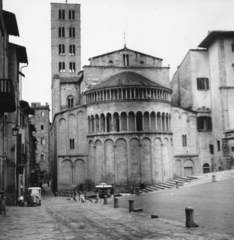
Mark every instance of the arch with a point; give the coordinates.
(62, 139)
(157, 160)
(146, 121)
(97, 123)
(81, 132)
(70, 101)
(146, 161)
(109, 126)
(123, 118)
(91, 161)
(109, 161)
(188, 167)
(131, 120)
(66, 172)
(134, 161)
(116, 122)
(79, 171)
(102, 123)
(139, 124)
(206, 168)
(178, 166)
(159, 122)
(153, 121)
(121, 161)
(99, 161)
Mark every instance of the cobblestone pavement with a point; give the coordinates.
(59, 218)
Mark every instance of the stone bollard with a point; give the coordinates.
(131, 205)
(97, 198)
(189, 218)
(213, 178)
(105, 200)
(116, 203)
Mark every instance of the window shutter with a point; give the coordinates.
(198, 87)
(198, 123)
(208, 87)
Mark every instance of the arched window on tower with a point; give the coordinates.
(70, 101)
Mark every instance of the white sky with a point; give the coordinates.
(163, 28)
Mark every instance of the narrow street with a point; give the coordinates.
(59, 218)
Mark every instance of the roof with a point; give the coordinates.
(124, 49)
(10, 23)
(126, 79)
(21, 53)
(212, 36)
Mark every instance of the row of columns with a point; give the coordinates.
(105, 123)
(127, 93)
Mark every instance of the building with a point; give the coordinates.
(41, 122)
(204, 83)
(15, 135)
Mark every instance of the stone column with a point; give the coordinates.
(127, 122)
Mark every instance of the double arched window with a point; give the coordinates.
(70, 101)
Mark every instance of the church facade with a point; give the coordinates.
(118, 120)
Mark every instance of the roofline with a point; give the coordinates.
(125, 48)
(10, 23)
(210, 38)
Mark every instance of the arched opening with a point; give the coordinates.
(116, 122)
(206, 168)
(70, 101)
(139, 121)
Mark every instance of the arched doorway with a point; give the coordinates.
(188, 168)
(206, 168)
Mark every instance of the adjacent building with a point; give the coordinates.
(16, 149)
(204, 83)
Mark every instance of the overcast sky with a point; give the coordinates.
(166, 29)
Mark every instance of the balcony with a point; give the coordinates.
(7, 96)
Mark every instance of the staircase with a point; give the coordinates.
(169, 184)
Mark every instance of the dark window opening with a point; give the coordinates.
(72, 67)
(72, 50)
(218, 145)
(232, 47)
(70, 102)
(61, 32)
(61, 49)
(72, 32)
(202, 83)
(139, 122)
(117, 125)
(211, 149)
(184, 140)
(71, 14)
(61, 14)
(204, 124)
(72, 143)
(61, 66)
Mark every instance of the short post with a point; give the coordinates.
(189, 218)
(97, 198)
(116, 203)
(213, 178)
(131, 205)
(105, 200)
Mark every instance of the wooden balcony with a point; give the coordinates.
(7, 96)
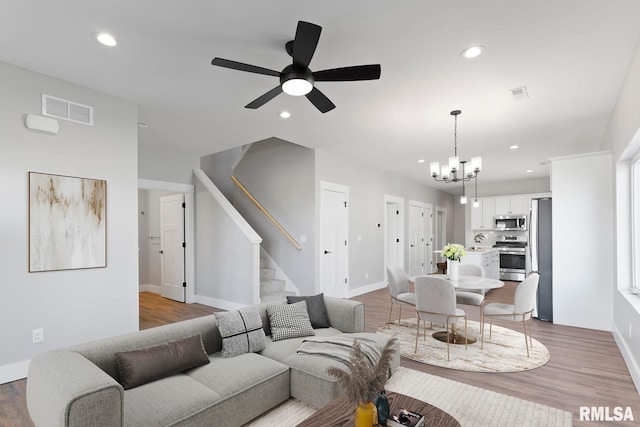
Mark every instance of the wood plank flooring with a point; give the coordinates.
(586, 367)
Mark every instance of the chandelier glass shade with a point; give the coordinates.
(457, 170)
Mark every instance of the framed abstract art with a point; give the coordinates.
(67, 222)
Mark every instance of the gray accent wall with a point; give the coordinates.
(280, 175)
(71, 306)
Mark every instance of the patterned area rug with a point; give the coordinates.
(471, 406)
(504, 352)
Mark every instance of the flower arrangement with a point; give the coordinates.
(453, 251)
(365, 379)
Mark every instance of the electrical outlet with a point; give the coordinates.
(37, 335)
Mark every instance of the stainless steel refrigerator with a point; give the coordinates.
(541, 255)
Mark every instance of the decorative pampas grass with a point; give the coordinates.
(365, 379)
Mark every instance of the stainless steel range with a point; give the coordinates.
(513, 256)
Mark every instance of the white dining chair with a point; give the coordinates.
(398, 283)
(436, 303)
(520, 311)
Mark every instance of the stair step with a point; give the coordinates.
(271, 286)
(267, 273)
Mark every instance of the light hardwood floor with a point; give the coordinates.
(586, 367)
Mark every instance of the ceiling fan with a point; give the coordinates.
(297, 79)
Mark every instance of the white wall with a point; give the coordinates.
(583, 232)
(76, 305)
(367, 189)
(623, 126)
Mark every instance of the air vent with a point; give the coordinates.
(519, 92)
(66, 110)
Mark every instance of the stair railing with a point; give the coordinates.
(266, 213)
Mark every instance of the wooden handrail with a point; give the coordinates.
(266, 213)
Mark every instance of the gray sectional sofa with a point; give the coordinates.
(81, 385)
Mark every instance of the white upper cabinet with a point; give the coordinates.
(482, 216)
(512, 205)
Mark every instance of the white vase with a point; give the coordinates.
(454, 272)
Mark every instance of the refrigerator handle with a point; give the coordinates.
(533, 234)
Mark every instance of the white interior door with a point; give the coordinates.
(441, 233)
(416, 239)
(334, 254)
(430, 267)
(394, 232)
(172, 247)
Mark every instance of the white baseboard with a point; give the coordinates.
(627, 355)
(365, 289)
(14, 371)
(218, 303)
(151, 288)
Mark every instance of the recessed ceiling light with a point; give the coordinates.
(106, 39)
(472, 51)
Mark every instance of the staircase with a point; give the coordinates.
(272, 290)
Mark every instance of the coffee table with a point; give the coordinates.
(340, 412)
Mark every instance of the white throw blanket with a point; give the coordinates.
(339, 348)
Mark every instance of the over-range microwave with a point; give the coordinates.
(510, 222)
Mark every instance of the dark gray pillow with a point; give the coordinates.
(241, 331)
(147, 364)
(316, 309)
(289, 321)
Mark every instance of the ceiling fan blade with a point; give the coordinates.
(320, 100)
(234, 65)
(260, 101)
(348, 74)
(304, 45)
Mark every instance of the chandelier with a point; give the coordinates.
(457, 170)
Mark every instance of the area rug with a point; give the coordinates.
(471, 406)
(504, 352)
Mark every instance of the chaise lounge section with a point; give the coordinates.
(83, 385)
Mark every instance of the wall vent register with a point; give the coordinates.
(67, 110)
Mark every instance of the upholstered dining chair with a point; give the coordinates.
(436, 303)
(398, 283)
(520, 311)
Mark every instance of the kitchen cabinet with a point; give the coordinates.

§ §

Restate the whole listing word for word. Omit the pictures.

Mark every instance of the arch with a point; give the coordinates.
(62, 139)
(157, 160)
(146, 121)
(97, 123)
(81, 132)
(70, 101)
(146, 161)
(109, 126)
(123, 118)
(91, 161)
(109, 161)
(188, 167)
(131, 120)
(66, 172)
(134, 161)
(116, 122)
(79, 171)
(102, 123)
(139, 124)
(206, 168)
(178, 166)
(159, 122)
(153, 121)
(121, 161)
(99, 161)
Mark every instance of the cobblestone pavement with a point; give the coordinates.
(59, 218)
Mark every instance of the stone bollard with a point; give the coordinates.
(131, 205)
(97, 198)
(189, 218)
(213, 178)
(105, 200)
(116, 203)
Mark every instance of the window shutter with a point; give the coordinates.
(198, 87)
(198, 123)
(208, 87)
Mark every instance of the arched window on tower with a point; give the coordinates.
(70, 101)
Mark every instance of the white sky with a point; give the coordinates.
(163, 28)
Mark every instance of the narrow street with a point; give the coordinates.
(59, 218)
Mark every instance of the roof with a point; give the coordinates.
(124, 49)
(10, 23)
(126, 79)
(21, 53)
(212, 36)
Mark every instance of the row of columns with a point; give the coordinates.
(105, 123)
(127, 93)
Mark every instance of the building with a point; give the coordinates.
(41, 122)
(204, 83)
(15, 135)
Mark every instance of the stone column with a point; give the coordinates.
(127, 122)
Mark every instance of the double arched window with a point; give the coordinates.
(70, 101)
Mark every instance of the church facade with a point; give the coordinates.
(118, 120)
Mark every instance of the roofline with a point; give the coordinates.
(125, 48)
(10, 23)
(210, 38)
Mark every instance of the arched opening with a point; give the coordinates.
(116, 122)
(206, 168)
(70, 101)
(139, 121)
Mark every instance of the arched doorway with a point; give the coordinates.
(188, 168)
(206, 168)
Mark every instance of the adjacent building with a point; give the coordinates.
(16, 149)
(204, 83)
Mark every instance of the overcast sky with a point; give the coordinates.
(166, 29)
Mark every instance of the balcony with a point; give the coordinates.
(7, 96)
Mark every instance of the staircase with a point; give the coordinates.
(169, 184)
Mark every instance of the dark window opening with a point; give the coordinates.
(72, 67)
(72, 50)
(218, 145)
(232, 47)
(70, 102)
(61, 32)
(61, 49)
(72, 32)
(202, 83)
(139, 122)
(117, 125)
(211, 149)
(184, 140)
(71, 14)
(61, 14)
(204, 124)
(72, 143)
(61, 66)
Mark every instance of the short post with a point; give the coordinates.
(189, 218)
(97, 198)
(116, 203)
(213, 178)
(131, 205)
(105, 200)
Mark every instance of the wooden balcony with a point; give the coordinates.
(7, 96)
Mark every instance of the wood plank flooring with a point; give the coordinates.
(586, 367)
Mark every instance of the chandelier glass shade with a point; give the coordinates.
(457, 170)
Mark every instance of the framed abstract art with a point; give the coordinates.
(67, 222)
Mark every instance of the gray accent wall with a point; give the coordinates.
(280, 175)
(71, 306)
Mark every instance of the patterned area rug with a point; give the coordinates.
(471, 406)
(504, 352)
Mark every instance of the flower arrangement with a point; give the coordinates.
(453, 251)
(365, 379)
Mark every instance of the electrical outlet with a point; give the coordinates.
(37, 335)
Mark every instance of the stainless steel refrigerator with a point; give the coordinates.
(541, 255)
Mark every instance of the decorative pampas grass with a point; give the coordinates.
(365, 379)
Mark every instance of the stainless steel range with a point; give the coordinates.
(513, 256)
Mark every instance of the white dining chair with a point; give the coordinates.
(398, 283)
(436, 303)
(520, 311)
Mark every instance of the stair step with a point; give the coordinates.
(271, 286)
(267, 273)
Mark every instance of the light hardwood floor with a point; give the coordinates.
(586, 367)
Mark every instance of the ceiling fan with a point; give the coordinates.
(297, 79)
Mark every instance of the white wall with a point; give the coordinates.
(583, 232)
(76, 305)
(367, 189)
(623, 126)
Mark every instance of the air vent with a point; give the coordinates.
(519, 92)
(66, 110)
Mark every instance of the stair railing with a point; give the coordinates.
(266, 213)
Mark every instance of the wooden handrail with a point; give the coordinates.
(266, 213)
Mark every instance of the gray sectional sofa with a point; give the coordinates.
(81, 385)
Mark every instance of the white upper cabinet with a point; give the coordinates.
(482, 216)
(512, 205)
Mark every instance of the white vase with a point; give the coordinates.
(454, 272)
Mark every instance of the refrigerator handle with a point; give the coordinates.
(533, 234)
Mark every instance of the white interior door with a point; give the coordinates.
(441, 233)
(416, 239)
(334, 254)
(430, 267)
(394, 232)
(172, 247)
Mark every instance of the white baseboard with a point; give the coordinates.
(627, 355)
(365, 289)
(14, 371)
(218, 303)
(151, 288)
Mark every instance of the recessed ceiling light with a point; give the coordinates.
(106, 39)
(472, 51)
Mark every instance of the staircase with a point; give the coordinates.
(272, 290)
Mark every instance of the coffee table with a point; give the coordinates.
(340, 412)
Mark every instance of the white throw blanket with a point; give the coordinates.
(339, 348)
Mark every instance of the over-range microwave with a point; give the coordinates.
(510, 222)
Mark every instance of the dark gray pillow with a point; give the coordinates.
(241, 331)
(147, 364)
(316, 309)
(289, 321)
Mark every instance of the ceiling fan blade with a point; give the coordinates.
(320, 100)
(234, 65)
(260, 101)
(348, 74)
(304, 45)
Mark every instance of the chandelier with a point; give the coordinates.
(457, 170)
Mark every instance of the area rug with a point; give the coordinates.
(471, 406)
(504, 352)
Mark every instance of the chaise lounge section with a point; give the coordinates.
(83, 385)
Mark every instance of the wall vent register with a point; give the coordinates.
(67, 110)
Mark every instance of the upholstered dining chair with a point; give the coordinates.
(436, 303)
(398, 283)
(520, 311)
Mark every instance of the kitchen cabinet with a point; give the coordinates.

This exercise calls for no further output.